# start of Extracted material

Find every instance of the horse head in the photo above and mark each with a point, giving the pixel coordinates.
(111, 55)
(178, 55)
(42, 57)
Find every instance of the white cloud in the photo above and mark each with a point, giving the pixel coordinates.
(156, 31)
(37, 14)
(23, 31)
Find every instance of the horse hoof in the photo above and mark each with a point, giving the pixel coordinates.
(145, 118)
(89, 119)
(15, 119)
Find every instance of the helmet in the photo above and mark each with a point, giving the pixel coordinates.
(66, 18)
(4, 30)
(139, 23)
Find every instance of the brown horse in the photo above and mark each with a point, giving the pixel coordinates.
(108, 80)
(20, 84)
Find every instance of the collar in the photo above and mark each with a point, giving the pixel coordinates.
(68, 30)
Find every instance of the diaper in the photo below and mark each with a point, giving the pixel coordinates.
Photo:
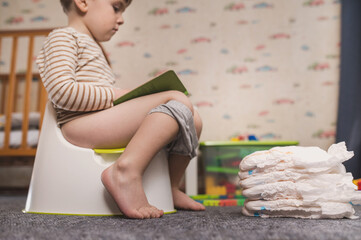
(312, 159)
(301, 182)
(298, 209)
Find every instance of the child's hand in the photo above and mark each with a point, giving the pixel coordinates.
(118, 92)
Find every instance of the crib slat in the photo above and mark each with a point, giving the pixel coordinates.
(42, 101)
(9, 107)
(28, 80)
(3, 85)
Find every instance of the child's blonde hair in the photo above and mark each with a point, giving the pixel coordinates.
(66, 4)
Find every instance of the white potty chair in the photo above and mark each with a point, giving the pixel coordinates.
(66, 178)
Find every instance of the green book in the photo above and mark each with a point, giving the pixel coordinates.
(164, 82)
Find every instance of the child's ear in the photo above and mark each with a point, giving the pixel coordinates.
(81, 5)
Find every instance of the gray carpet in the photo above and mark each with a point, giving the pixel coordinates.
(214, 223)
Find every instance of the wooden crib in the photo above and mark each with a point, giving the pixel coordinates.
(12, 96)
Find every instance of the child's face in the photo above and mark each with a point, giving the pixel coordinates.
(104, 17)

# end of Extracted material

**Written exercise**
Reproduce the listing from the line with "Find every instance of the helmet" through the end of the listing, keeping every line of text and adjusting each pixel coordinate in the answer points by -11. Omit the pictures.

**Exercise result**
Find every instance of the helmet in the photo above and mark each with a point, giving the pixel coordinates.
(55, 7)
(-7, 19)
(128, 12)
Find every instance of the brown horse in the photo above and mark each with a point, giving the pixel coordinates.
(97, 69)
(9, 73)
Find every instance of the collar in the photo above and mark each with a point, giving the pixel coordinates.
(57, 19)
Find every instance of the diaper in the photo below and mark each with a point, giving the pixel coordinates.
Photo:
(301, 148)
(290, 171)
(287, 198)
Find every instance of the child's hand in the photo above and mark each with a point, giving the pixel coordinates.
(107, 81)
Find every instance of the crib slat in the photo above and mark each with a point, giving the pixel coordinates.
(31, 90)
(-2, 96)
(17, 69)
(-8, 74)
Find every instance of the child's blonde hair in the photo above and mark each with a point, giving the pixel coordinates.
(55, -7)
Find every instance of the white potty chair in the photo above and mark each with a point, giving the pixel coordinates.
(55, 167)
Find every instance of the green book in the photo above and mark each with a point, giving the pixel coordinates.
(153, 71)
Find every instance of the child's ear in the photo above and mark each with a point, giving the pixel coordinates.
(70, -6)
Find every instance of the gray carpet in the photo above and mark each with a point, giving the pixel coordinates.
(203, 212)
Find every instance of the wooden crib in the photo above and mark each with a point, giving the pixel coordinates.
(1, 85)
Find every instance of the child's face in the photo above and mark each with a point, giving the pixel coordinates.
(93, 6)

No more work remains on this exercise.